_待完成任务_
1. 请列出这段地震回忆中出现的全部人名。
2. 请根据这段地震回忆回答下列问题,每题一行:
(a) 中央歌舞团的演出票是谁送的?
(b) 哥哥冲进房间后要背着谁往外跑?
(c) 华蜜生下的儿子取名叫什么?
3. 请照原文重新录入这段地震回忆中的一部分:从含有“半夜时分,我被剧烈的摇晃震醒”的文字开始,到“想来是纪念临产前的这场变故。”结束。

_页面_
母亲的好友华筠阿姨送了我们两张中央歌舞团的演出票,母亲叫我和大哥去看,回来路上偏逢下暴雨,我们都穿着雨衣还是淋得透湿,至今我还记得那天平安里一带的马路变成一条大河,我们淌着没过小腿的雨水走了很远才搭上公交车回家。由于太累,我躺上床立刻就睡著了。 

 

半夜时分,我被剧烈的摇晃震醒了,还听见楼房的地基发出吱嘎吱嘎的巨响。哥哥大叫:“快起床!地震了!”他第一个冲进我和外公的房间,要背着外公往外跑,父亲则一把把我抱了,朝楼下飞奔,虽然是被父亲抱着,我仍然清晰地感觉到楼房像海浪里的船一样剧烈地摇晃,父亲几次几乎在楼梯上跌倒,母亲拿着我的外衣跟在后面。整个大院的人都已经跑到院子里了,因为是夏天,多数人只顾逃命,衣冠不整,披头散发,好在彼此彼此,谁也不好意思笑话谁。人群中我还看到对门邻居华蜜(数学家华罗庚的幼女),她当时身怀六甲,走路已经十分吃力。地震一个多星期后,她生下一子取名“张震”,想来是纪念临产前的这场变故。

_基于照片的点标注数据_
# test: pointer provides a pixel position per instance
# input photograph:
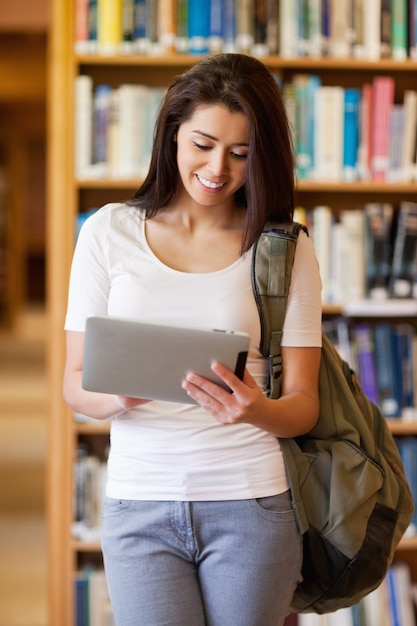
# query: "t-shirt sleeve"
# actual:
(303, 320)
(89, 279)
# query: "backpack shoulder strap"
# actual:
(272, 262)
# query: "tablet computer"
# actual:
(149, 360)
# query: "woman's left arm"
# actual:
(294, 413)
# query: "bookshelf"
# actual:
(67, 196)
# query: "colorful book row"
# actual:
(367, 29)
(349, 134)
(384, 356)
(114, 128)
(369, 252)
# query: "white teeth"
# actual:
(209, 183)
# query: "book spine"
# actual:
(216, 26)
(328, 141)
(404, 255)
(109, 33)
(83, 120)
(260, 31)
(93, 25)
(198, 26)
(245, 15)
(399, 29)
(166, 26)
(386, 28)
(363, 338)
(350, 134)
(181, 37)
(288, 19)
(102, 99)
(409, 135)
(128, 26)
(339, 29)
(382, 103)
(395, 143)
(378, 253)
(81, 44)
(358, 49)
(412, 29)
(272, 28)
(372, 29)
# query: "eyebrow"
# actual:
(200, 132)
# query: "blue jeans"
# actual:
(227, 563)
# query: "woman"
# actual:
(198, 527)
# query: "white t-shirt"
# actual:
(170, 451)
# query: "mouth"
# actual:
(208, 183)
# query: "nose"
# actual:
(218, 163)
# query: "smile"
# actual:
(209, 183)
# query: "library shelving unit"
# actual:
(68, 196)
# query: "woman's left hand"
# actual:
(241, 405)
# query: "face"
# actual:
(212, 150)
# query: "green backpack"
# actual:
(349, 491)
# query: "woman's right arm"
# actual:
(95, 405)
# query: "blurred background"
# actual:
(23, 392)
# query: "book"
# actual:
(412, 29)
(353, 246)
(109, 29)
(198, 26)
(358, 46)
(102, 106)
(382, 102)
(315, 43)
(328, 133)
(350, 134)
(403, 345)
(272, 29)
(93, 25)
(364, 340)
(395, 171)
(409, 143)
(245, 21)
(141, 34)
(305, 86)
(388, 375)
(340, 29)
(378, 249)
(216, 26)
(181, 34)
(364, 148)
(372, 29)
(81, 43)
(399, 29)
(321, 236)
(83, 120)
(288, 31)
(260, 47)
(166, 25)
(386, 29)
(229, 26)
(128, 26)
(404, 254)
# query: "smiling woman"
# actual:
(198, 526)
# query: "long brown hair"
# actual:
(242, 84)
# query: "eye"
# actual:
(200, 146)
(239, 157)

_参考答案_
1. 华筠、华蜜、华罗庚、张震

2.
(a) 母亲的好友华筠阿姨
(b) 外公
(c) 张震

3.
半夜时分,我被剧烈的摇晃震醒了,还听见楼房的地基发出吱嘎吱嘎的巨响。哥哥大叫:“快起床!地震了!”他第一个冲进我和外公的房间,要背着外公往外跑,父亲则一把把我抱了,朝楼下飞奔,虽然是被父亲抱着,我仍然清晰地感觉到楼房像海浪里的船一样剧烈地摇晃,父亲几次几乎在楼梯上跌倒,母亲拿着我的外衣跟在后面。整个大院的人都已经跑到院子里了,因为是夏天,多数人只顾逃命,衣冠不整,披头散发,好在彼此彼此,谁也不好意思笑话谁。人群中我还看到对门邻居华蜜(数学家华罗庚的幼女),她当时身怀六甲,走路已经十分吃力。地震一个多星期后,她生下一子取名“张震”,想来是纪念临产前的这场变故。